**WHAT THE TASK ASKS**
Set out exactly, line by line, the stretch of data below that begins at the line containing "Place one point per instance of the wooden trim." and ends at the line containing "Place one point per instance of the shirt", with both ends kept.

**DATA RECORDS**
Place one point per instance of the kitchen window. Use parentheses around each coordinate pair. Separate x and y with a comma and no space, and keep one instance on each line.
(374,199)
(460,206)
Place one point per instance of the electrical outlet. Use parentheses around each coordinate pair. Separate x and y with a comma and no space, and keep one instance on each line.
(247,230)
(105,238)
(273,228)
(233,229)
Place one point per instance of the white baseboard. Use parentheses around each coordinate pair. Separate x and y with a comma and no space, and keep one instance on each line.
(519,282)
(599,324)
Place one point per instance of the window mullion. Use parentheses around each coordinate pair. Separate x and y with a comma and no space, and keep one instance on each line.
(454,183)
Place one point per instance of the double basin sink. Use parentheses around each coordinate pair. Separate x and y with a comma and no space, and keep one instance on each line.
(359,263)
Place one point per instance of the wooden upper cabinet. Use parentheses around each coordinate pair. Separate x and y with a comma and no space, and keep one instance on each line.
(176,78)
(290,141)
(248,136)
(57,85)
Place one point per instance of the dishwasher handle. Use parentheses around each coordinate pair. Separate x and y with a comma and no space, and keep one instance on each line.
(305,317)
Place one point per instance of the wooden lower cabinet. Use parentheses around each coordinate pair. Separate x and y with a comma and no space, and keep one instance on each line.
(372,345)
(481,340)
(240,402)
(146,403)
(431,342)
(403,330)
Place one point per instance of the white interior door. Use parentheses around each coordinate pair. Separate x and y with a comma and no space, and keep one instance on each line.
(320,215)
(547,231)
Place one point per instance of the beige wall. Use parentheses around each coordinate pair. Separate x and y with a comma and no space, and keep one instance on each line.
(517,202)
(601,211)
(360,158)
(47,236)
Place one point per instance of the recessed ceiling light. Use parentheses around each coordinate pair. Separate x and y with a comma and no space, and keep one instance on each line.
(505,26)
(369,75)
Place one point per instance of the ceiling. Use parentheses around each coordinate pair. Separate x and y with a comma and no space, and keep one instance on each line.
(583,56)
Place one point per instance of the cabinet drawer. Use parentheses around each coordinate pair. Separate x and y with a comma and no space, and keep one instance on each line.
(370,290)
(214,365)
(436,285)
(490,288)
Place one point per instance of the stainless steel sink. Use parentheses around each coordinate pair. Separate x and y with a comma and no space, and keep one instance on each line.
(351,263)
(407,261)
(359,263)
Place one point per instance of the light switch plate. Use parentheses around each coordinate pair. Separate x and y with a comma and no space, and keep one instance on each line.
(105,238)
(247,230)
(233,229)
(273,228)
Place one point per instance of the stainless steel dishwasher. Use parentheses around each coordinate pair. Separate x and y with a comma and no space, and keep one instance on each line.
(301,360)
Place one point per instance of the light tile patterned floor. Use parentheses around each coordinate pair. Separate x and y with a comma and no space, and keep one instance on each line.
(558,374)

---

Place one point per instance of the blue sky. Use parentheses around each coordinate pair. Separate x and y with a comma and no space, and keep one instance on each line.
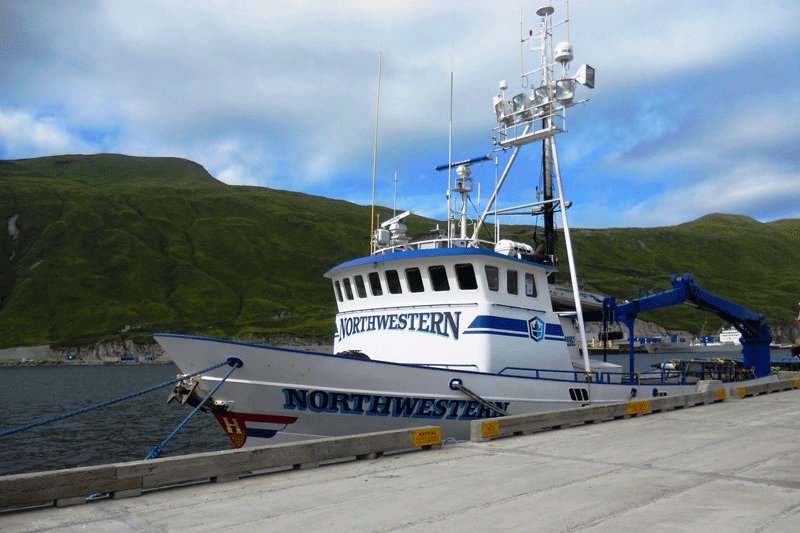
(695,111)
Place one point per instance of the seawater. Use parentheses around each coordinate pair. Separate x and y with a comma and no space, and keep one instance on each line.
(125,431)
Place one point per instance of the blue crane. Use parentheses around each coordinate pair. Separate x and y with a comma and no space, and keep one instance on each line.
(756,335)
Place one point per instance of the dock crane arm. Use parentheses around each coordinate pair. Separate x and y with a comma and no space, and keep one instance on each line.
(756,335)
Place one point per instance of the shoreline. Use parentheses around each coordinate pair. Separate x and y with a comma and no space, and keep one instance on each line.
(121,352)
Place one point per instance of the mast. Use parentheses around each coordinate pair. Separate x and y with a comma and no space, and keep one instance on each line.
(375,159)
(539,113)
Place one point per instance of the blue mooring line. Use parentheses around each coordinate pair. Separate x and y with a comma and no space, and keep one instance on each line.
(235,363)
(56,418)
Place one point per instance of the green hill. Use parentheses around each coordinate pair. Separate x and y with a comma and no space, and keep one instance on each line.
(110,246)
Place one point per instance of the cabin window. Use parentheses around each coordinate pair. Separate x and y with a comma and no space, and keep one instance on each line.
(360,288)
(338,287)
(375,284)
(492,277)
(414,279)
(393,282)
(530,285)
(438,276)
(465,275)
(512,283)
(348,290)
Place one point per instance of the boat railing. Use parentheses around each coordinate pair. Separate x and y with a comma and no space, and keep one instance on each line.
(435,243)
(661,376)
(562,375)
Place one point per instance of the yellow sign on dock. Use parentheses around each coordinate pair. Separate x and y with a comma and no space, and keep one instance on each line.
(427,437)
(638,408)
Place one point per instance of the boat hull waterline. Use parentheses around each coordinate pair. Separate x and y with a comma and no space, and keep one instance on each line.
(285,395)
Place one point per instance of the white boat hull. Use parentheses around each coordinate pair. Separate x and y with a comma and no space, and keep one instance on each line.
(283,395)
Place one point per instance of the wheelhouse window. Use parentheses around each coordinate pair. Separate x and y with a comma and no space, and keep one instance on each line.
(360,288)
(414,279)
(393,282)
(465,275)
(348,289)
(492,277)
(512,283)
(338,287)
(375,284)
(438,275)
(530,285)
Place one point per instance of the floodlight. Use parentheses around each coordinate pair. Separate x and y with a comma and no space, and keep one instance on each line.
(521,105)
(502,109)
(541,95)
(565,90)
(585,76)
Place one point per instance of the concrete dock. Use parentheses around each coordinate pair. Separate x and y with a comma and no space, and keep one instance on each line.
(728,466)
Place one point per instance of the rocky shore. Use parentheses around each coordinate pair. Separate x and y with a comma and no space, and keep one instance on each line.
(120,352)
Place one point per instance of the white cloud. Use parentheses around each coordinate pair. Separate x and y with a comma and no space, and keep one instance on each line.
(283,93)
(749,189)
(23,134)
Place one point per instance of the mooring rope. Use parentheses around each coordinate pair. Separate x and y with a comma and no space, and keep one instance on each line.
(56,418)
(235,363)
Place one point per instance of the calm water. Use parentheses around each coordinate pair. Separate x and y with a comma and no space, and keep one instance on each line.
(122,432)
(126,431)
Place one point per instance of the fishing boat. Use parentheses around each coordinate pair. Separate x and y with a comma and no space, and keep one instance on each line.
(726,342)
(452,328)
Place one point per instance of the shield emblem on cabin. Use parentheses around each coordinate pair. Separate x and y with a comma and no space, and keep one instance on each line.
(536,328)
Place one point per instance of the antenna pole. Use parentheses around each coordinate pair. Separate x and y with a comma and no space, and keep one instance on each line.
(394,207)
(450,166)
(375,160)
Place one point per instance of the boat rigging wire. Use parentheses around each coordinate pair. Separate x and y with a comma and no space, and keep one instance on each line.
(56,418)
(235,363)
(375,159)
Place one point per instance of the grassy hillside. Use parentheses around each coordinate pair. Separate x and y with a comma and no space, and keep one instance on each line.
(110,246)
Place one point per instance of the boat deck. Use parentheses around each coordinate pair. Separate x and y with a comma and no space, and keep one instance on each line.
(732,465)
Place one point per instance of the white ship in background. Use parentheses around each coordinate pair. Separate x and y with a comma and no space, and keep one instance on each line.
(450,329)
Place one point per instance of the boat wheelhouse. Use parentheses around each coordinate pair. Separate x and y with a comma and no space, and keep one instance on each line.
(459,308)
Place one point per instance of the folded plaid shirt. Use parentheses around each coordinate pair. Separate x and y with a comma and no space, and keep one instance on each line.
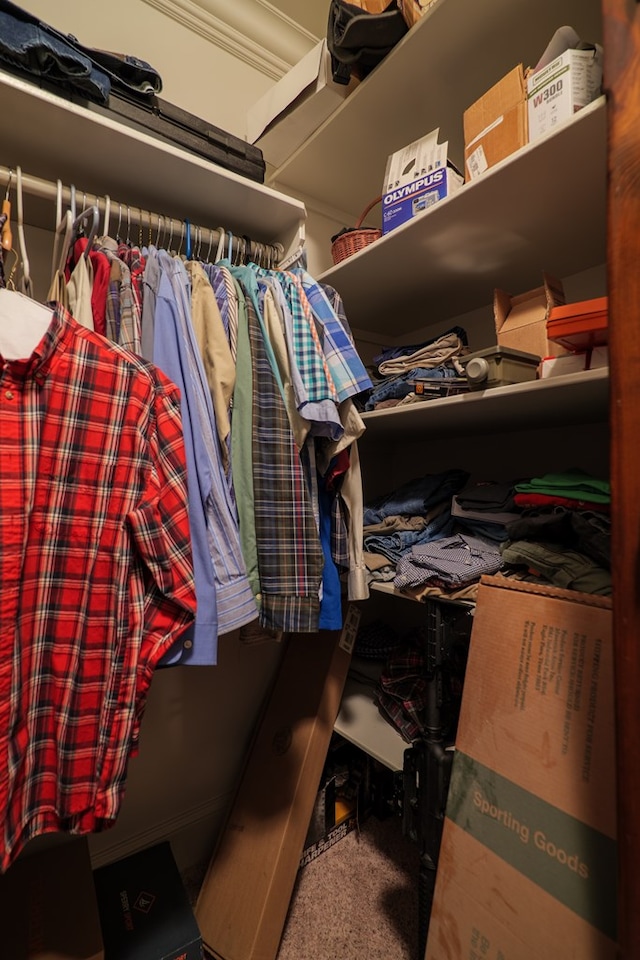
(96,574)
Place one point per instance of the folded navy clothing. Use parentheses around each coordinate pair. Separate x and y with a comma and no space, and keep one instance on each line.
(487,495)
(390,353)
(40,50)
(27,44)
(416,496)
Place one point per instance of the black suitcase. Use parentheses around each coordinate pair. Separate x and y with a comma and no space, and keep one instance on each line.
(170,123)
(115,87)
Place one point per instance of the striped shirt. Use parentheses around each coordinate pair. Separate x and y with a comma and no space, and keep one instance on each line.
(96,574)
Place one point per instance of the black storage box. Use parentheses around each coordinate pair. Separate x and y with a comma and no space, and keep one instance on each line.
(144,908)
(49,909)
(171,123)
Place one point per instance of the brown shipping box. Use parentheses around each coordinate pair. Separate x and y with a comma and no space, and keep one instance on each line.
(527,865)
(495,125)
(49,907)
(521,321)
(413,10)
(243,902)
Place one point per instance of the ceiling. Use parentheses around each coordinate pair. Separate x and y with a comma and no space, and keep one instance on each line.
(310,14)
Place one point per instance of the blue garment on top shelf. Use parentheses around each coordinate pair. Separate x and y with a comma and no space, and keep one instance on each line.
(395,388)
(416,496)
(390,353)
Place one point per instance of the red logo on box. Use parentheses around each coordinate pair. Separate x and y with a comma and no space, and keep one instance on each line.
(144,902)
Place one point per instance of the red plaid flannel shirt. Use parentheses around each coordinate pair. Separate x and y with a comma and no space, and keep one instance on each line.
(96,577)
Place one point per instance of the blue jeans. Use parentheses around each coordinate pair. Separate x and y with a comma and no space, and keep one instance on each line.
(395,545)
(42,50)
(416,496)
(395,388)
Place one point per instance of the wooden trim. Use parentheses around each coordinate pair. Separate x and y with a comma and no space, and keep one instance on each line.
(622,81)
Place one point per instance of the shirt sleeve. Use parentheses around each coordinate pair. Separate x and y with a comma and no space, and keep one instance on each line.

**WRITTEN ANSWER**
Place one point per instance of the wooden trim. Use parentheses around each coordinate pair. Separate x and y with a comma and no space, and keep one instance on each line.
(622,81)
Place one point per instance of the shirt sleeve. Use parentheses around each coordinate pair. Separate x and y with a comma and no space, and keep one instance on each line.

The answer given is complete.